Input data:
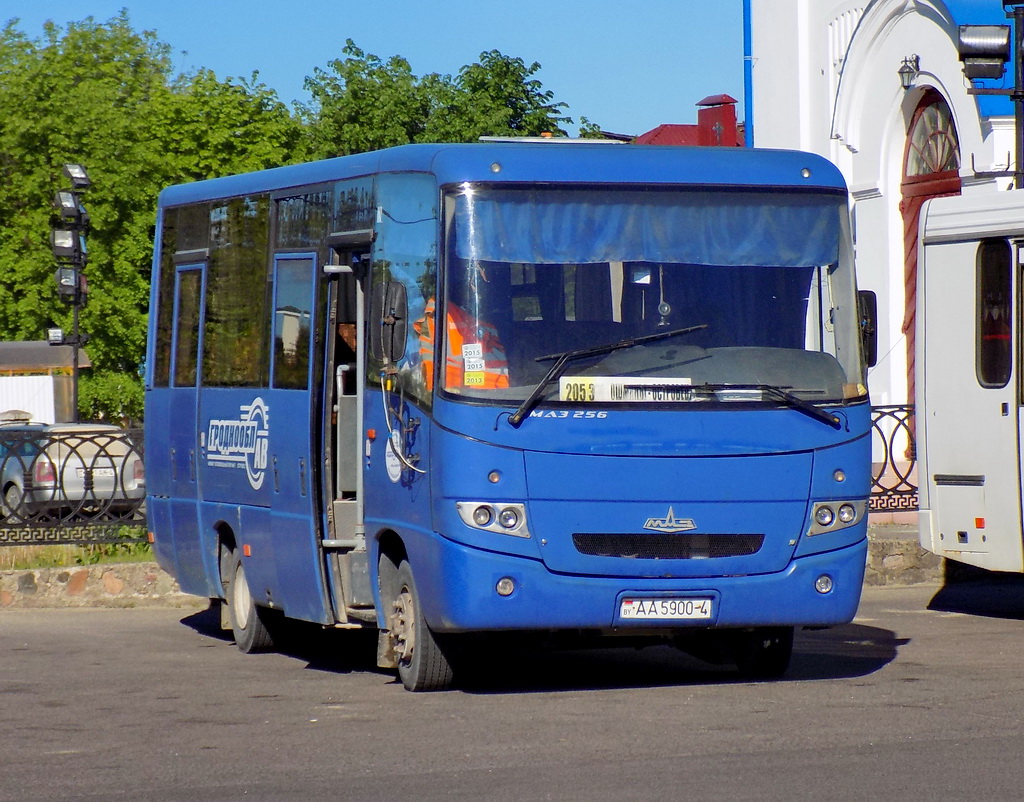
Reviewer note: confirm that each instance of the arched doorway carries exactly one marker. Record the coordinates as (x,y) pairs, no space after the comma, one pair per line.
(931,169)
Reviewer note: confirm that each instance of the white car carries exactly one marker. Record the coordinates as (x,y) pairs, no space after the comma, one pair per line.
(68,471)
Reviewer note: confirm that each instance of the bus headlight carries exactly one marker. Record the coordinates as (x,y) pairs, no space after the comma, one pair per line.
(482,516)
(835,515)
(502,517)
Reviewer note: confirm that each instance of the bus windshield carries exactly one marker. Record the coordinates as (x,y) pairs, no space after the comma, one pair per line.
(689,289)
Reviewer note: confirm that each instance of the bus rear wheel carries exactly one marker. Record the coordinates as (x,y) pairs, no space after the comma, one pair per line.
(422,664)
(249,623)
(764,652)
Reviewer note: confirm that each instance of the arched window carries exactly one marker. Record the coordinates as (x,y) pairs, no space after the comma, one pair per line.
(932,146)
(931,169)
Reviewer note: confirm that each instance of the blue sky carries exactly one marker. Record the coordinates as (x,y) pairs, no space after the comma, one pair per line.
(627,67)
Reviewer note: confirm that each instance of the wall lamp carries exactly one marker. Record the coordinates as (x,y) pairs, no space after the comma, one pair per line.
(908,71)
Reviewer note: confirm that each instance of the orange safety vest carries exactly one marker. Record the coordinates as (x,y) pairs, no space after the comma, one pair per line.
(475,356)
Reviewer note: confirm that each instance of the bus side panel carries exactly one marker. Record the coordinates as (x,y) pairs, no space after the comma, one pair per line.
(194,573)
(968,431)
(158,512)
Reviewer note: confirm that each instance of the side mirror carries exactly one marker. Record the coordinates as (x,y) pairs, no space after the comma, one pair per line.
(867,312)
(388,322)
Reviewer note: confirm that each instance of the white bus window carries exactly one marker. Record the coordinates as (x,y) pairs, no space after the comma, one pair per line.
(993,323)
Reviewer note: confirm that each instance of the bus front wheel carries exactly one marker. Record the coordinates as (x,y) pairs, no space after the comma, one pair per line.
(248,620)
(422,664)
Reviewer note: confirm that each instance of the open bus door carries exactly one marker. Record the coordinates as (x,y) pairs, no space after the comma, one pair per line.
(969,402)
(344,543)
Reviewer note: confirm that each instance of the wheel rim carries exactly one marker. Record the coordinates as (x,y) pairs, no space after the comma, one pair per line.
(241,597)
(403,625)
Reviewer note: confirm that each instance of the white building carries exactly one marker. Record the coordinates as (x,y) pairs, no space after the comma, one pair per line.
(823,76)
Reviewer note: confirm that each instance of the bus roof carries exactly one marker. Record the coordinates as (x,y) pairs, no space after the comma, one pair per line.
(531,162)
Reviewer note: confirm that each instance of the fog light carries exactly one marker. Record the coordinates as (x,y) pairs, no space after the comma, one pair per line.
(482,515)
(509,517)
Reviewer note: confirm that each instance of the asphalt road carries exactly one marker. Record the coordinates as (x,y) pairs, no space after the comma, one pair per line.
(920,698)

* * *

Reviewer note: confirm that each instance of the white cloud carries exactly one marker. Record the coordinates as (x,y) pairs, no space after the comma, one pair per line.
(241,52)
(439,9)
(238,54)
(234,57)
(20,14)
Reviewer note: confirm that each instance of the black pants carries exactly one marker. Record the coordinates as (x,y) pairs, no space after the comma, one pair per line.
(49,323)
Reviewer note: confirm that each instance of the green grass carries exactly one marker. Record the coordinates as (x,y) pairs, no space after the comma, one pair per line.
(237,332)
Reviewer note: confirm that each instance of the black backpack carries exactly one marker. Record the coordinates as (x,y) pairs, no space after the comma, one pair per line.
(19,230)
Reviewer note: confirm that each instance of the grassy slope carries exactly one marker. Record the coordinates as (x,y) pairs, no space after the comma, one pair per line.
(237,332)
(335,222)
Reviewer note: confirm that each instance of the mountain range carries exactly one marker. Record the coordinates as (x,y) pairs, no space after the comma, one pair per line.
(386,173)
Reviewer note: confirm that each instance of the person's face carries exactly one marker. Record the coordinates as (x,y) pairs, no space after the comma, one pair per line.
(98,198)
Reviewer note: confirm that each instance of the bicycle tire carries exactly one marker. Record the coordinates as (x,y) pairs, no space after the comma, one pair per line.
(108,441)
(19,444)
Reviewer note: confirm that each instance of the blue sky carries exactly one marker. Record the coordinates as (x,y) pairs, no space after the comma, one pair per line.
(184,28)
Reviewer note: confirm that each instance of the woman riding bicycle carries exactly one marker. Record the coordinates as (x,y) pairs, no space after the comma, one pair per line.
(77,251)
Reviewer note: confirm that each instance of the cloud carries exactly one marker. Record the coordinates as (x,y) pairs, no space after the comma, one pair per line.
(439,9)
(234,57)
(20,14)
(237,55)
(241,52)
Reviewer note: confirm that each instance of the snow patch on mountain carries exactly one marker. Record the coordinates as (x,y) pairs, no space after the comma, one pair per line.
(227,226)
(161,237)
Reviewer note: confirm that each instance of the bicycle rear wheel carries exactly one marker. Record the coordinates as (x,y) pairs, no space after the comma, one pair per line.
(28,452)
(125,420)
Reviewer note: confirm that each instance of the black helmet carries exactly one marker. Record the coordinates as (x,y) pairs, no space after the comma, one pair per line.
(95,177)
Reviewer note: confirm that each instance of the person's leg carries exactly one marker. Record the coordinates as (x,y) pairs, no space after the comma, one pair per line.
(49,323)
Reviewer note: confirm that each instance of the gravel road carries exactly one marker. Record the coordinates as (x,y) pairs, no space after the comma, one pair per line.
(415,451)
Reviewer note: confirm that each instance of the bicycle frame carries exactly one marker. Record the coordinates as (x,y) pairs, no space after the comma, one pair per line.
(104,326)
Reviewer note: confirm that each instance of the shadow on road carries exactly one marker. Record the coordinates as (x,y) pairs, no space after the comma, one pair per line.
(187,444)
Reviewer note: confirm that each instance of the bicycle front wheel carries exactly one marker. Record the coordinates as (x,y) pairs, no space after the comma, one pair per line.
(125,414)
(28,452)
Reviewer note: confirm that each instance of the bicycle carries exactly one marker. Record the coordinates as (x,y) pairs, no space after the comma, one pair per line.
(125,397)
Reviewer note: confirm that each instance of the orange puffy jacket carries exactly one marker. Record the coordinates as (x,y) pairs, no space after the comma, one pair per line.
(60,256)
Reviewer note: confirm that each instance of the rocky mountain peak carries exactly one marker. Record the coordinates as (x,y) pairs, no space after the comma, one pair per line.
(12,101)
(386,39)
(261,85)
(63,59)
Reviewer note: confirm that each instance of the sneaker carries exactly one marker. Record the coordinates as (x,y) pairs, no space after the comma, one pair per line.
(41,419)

...

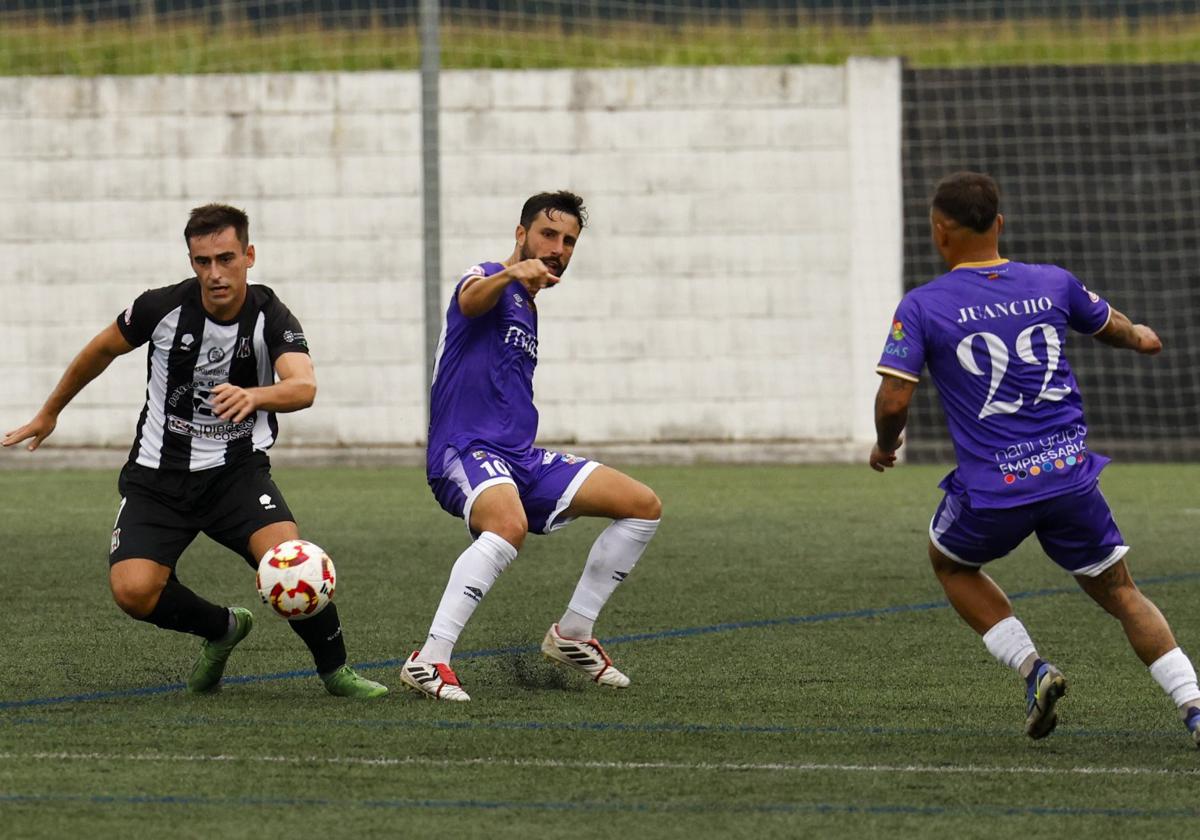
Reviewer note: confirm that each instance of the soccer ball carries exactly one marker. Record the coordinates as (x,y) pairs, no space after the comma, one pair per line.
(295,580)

What you are asked to do: List every line in the three blocks above that contains the word "white". Case counts, so include only lines where it appears with exactly that capitalization.

Answer to the task:
Reviewer note: confirm that each instance of the white car carries exactly one marker. Record the coordinates as (x,y) pairs, no space after the comma, one pair per line.
Reviewer note: confirm that each instance of the white bus window carries exactly one marker. Record the coordinates as (x,y) pairs, no space after the comma, one pair per line.
Reviewer note: confirm that each instance of the white building carries exactly one marker. Record the coordinates as (x,y) pairs, no space after the comma, one pair per line.
Reviewer note: confirm that each instance of the white cloud carries exactly one marker. Record the coordinates as (x,y) pairs, no space after the comma, one pair per line.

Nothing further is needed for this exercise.